What is being asked:
Leave the pictures out and print every record below exactly as it stands.
##### Supplied data
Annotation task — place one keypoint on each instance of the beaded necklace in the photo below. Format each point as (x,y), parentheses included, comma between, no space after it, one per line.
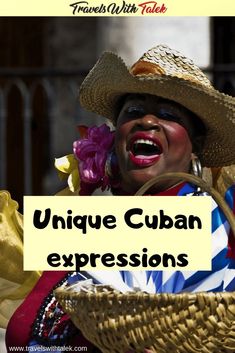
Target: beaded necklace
(52,325)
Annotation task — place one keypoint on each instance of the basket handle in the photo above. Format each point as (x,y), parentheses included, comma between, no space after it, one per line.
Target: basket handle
(197,181)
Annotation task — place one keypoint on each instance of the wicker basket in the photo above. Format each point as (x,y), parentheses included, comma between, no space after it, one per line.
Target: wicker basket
(177,323)
(118,323)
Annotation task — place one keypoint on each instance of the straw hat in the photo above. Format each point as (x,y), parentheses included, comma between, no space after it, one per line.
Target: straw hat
(164,72)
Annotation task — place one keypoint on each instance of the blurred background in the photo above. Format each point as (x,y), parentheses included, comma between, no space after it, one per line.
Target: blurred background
(44,60)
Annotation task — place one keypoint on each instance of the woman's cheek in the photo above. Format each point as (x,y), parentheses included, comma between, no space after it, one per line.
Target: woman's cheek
(177,135)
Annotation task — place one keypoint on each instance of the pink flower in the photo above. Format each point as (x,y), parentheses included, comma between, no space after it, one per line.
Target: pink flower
(92,152)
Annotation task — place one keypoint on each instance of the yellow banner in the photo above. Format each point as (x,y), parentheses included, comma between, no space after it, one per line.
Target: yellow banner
(117,8)
(117,233)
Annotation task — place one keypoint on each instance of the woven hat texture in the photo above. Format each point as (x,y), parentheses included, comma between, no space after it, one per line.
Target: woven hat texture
(166,73)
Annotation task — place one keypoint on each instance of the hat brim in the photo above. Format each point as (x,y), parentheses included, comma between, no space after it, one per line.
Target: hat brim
(110,79)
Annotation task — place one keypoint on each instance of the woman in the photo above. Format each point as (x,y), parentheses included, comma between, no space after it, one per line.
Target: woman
(167,117)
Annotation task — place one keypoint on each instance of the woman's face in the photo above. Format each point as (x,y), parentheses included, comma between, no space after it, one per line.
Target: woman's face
(152,137)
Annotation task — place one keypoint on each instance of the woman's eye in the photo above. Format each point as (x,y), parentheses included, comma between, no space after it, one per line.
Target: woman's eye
(135,111)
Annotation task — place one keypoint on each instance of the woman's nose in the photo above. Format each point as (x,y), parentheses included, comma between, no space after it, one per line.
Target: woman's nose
(149,122)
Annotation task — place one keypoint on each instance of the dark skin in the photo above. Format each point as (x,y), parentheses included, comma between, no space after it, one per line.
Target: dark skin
(153,136)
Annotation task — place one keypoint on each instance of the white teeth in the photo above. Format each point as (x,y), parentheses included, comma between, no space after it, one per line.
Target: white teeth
(147,142)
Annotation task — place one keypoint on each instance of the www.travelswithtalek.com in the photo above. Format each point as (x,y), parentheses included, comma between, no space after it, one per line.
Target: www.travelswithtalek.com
(143,8)
(40,348)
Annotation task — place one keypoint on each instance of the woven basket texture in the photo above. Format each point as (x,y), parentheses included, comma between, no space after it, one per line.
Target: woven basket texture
(180,323)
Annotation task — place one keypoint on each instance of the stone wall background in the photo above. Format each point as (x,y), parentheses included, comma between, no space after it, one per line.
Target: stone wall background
(72,43)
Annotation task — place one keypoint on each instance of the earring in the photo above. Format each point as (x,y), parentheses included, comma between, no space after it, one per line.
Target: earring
(196,166)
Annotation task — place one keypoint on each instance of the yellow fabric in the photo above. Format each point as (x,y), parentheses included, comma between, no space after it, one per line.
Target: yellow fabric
(67,167)
(15,283)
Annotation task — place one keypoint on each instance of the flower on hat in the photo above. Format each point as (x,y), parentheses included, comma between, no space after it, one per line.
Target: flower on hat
(85,169)
(67,167)
(92,152)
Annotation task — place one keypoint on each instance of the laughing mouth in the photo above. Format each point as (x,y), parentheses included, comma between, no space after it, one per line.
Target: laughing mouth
(144,150)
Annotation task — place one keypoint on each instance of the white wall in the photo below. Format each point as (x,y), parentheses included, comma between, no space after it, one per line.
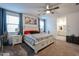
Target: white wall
(73,24)
(50,23)
(28,26)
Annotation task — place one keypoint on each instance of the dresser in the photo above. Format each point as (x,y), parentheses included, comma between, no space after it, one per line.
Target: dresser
(15,39)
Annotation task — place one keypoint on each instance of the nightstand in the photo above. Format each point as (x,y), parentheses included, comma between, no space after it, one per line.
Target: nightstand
(15,39)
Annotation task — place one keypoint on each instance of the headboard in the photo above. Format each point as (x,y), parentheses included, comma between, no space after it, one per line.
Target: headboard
(30,32)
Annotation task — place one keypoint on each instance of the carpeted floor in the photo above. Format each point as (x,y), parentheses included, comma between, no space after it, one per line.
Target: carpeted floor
(59,48)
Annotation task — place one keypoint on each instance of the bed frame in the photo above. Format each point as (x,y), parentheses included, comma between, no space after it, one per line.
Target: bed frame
(40,45)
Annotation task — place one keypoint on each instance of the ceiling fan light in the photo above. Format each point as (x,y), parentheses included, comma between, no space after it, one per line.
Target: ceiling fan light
(47,12)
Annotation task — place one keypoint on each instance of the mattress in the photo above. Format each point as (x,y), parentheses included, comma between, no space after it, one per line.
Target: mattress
(34,38)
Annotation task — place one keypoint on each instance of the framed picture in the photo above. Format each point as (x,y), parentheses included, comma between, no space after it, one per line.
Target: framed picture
(31,21)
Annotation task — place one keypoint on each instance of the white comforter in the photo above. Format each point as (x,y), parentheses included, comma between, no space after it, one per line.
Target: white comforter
(34,38)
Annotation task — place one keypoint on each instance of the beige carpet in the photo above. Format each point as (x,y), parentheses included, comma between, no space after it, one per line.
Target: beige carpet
(59,48)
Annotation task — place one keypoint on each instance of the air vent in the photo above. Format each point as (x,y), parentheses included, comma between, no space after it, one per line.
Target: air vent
(77,3)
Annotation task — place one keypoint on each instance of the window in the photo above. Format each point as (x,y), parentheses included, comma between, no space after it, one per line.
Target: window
(42,25)
(12,22)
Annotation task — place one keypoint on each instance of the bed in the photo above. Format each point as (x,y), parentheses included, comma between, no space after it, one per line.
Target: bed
(38,41)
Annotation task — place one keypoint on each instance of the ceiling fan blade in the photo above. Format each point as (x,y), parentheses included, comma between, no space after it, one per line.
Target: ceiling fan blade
(54,8)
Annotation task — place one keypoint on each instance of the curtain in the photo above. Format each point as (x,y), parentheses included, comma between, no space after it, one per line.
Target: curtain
(21,24)
(3,25)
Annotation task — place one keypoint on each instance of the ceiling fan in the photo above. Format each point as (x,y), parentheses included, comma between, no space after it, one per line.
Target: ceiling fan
(49,9)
##########
The completed task:
Annotation task — place one keypoint on each instance of the beaded necklace in the photo below. Format each point as (x,y), parentheses included, comma between, no space after it, one per line.
Target: beaded necklace
(52,325)
Annotation task — place one keypoint on each instance of the basket handle in the photo above. Format each point as (x,y), parentheses included, comma between, no space after it, one per line.
Target: basket handle
(197,181)
Annotation task — place one keypoint on each instance of the wicker basket in the photo above. Format each point as (x,y), parentheses included, comma between, no space after it, one per line.
Target: wicker basket
(177,323)
(118,323)
Annotation task — place one keypoint on each instance of the straw hat in the photo above. Format each point as (x,y), parentheses included, comma between, no space after it, one per line.
Target: straw hat
(164,72)
Annotation task — place one keypoint on each instance of the blurred background in the photo above. Format each point as (x,y), parentheses included, comma between, no space after it, one per line.
Target: blurred background
(44,60)
Annotation task — place one keypoint on each instance of the woman's cheek in the photo above. Format each point as (x,y), parentheses included, comma between, no space after it, one per line.
Target: woman's cheek
(177,135)
Annotation task — place one keypoint on each instance of the pink flower in the photo above. Format each point as (x,y), parentheses included, comma between, no space after it, one per line.
Target: pink flower
(92,152)
Annotation task — place one keypoint on each instance of the yellow banner in the photo above. Format each point as (x,y), parentheses included, comma between, no space after it, one per line.
Target: yellow banner
(117,8)
(117,233)
Annotation task — place one keypoint on each instance of the woven hat texture in the photo above. Format each point as (x,y), parentheses included, comma between, no space after it, one per line.
Target: woven hat texture
(166,73)
Annotation task — place one keypoint on each instance of the hat brim in the photo above. Format each point as (x,y), parentheses included, comma between, no space after it, one per line.
Target: hat brim
(110,79)
Annotation task — place one keypoint on each instance of the woman in the photo above. Format each point as (x,y), parentheses included, comma between, no space after it, one per line.
Target: woman
(167,117)
Annotation task — place one keypoint on each instance of the woman's face in the photo above. Format each point as (x,y), parentheses included, comma between, no space after it, one per line.
Target: woman's face
(152,137)
Annotation task — place one keypoint on each instance of the woman's eye in the photo above. Format each point as (x,y), parentheses included, comma between, no space after it, one per line.
Target: woman's eye
(135,111)
Annotation task — place one keypoint on each instance of the woman's nose in the photo above. Format each point as (x,y), parentheses included, comma between, no space after it, one per line.
Target: woman's nose
(149,122)
Annotation task — place one keypoint on each instance of the dark skin in the photo above. Format each point as (x,y), parentheses included, comma between, no space after it, one per line.
Target: dark skin
(153,136)
Annotation task — place one keypoint on each instance of the white teeth in the photo above. Format each point as (x,y), parentheses included, comma between, no space after it, one per line.
Target: white teeth
(147,142)
Annotation task — place one keypoint on each instance of the www.travelswithtalek.com in the photo above. Format each point as (x,y), parentheses included, comma between, no space after it, one per line.
Target: www.travelswithtalek.com
(143,8)
(40,348)
Annotation task — place one keypoint on each instance of the woven basket texture in the photo above. Format each point as (x,y), parentheses included, comma between, no space after it, one per line.
Target: woven basket texture
(180,323)
Annotation task — place one keypoint on each instance of the stone wall background in the photo above. Format each point as (x,y), parentheses included, comma between, no space after it, one per line.
Target: stone wall background
(72,43)
Annotation task — place one keypoint on each instance of the earring in the photo above. Format each point as (x,y), parentheses included, comma between, no space after it, one per line.
Target: earring
(196,166)
Annotation task — place one keypoint on each instance of the yellow fabric in the photo above. Format each point as (x,y), parentheses included, comma between, no space after it, one per line.
Target: yellow fabric
(67,167)
(15,283)
Annotation task — place one keypoint on each instance of the flower on hat in the photo above. Format each point as (x,y), parentheses included, comma between, no space after it, one per line.
Target: flower on hat
(85,169)
(67,167)
(92,152)
Annotation task — place one keypoint on each instance of the laughing mouth in the photo above. Format each point as (x,y), parentheses included, comma between, no space after it, one per line.
Target: laughing mouth
(144,150)
Annotation task — place one keypoint on each instance of the white wall in the photo below. Format each point as (x,y), parentheses included, comma between, no space after it, one per line.
Target: white wall
(73,24)
(50,23)
(28,26)
Annotation task — place one keypoint on each instance of the dresser in the photo above. Format each point as (x,y), parentheses included, comma between, no space after it, one per line.
Target: dresser
(15,39)
Annotation task — place one keypoint on each instance of the nightstand in the photo above. Format each point as (x,y), parentheses included, comma between, no space after it, one per line.
Target: nightstand
(15,39)
Annotation task — place one keypoint on each instance of the headboard in the photo above. Format each point as (x,y), parentheses included, comma between, no space after it, one per line.
Target: headboard
(30,32)
Annotation task — place one keypoint on each instance of the carpeted floor in the photo above. Format each point as (x,y), parentheses included, comma between, no space after it, one per line.
Target: carpeted floor
(59,48)
Annotation task — place one keypoint on each instance of the bed frame in the photo above. Format each point as (x,y), parentheses included, comma between, no space after it, one per line.
Target: bed frame
(40,45)
Annotation task — place one keypoint on each instance of the ceiling fan light in the photo above. Format each point as (x,y), parentheses included, comma between, no space after it, one per line.
Target: ceiling fan light
(47,12)
Annotation task — place one keypoint on each instance of the mattress in the photo above. Format each point as (x,y), parentheses included, comma between, no space after it, one per line.
Target: mattress
(34,38)
Annotation task — place one keypoint on each instance of the framed picture in the photo above. Format each point as (x,y), parentheses included, comma between, no space after it, one per line.
Target: framed picture
(31,21)
Annotation task — place one keypoint on each instance of the white comforter in the photo above. Format each point as (x,y), parentheses included, comma between, no space after it, one per line.
Target: white comforter
(34,38)
Annotation task — place one keypoint on each instance of the beige carpet in the photo above. Format each point as (x,y), parentheses included, comma between, no space after it, one per line.
Target: beige carpet
(59,48)
Annotation task — place one keypoint on each instance of the air vent in the photo above. Format each point as (x,y), parentheses included, comma between, no space after it, one per line.
Target: air vent
(77,3)
Annotation task — place one keypoint on each instance of the window in the photo above. Format each point as (x,y), parentheses included, comma between, no space after it, one per line.
Target: window
(42,25)
(12,22)
Annotation task — place one keypoint on each instance of the bed in the photo above. Format each point as (x,y), parentheses included, comma between, no space after it, one per line.
Target: bed
(38,41)
Annotation task — place one keypoint on each instance of the ceiling fan blade in the photo above. Format each point as (x,y), parentheses included, comma between, no space after it, one per line.
Target: ceiling fan blade
(54,8)
Annotation task — place one keypoint on each instance of the curtain in the photo above. Format each point as (x,y), parentheses included, comma between, no space after it, one per line.
Target: curtain
(21,24)
(3,25)
Annotation task — place one keypoint on each instance of the ceiling fan in the photo above. Format each point as (x,y), parentheses included, comma between, no space after it, one per line.
Target: ceiling fan
(49,9)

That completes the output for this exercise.